### Task material
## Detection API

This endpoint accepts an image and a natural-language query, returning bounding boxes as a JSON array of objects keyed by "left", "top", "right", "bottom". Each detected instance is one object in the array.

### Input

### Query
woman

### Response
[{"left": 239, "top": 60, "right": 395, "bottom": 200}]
######
**Instructions to follow:** Edit the records by replacing "endpoint" with "service" wherever it appears, and leave everything else unchanged.

**Result of the exercise:**
## Detection API

This service accepts an image and a natural-language query, returning bounding boxes as a JSON array of objects keyed by "left", "top", "right", "bottom". Each detected instance is one object in the array.

### Input

### Query
woman

### Response
[{"left": 239, "top": 60, "right": 395, "bottom": 200}]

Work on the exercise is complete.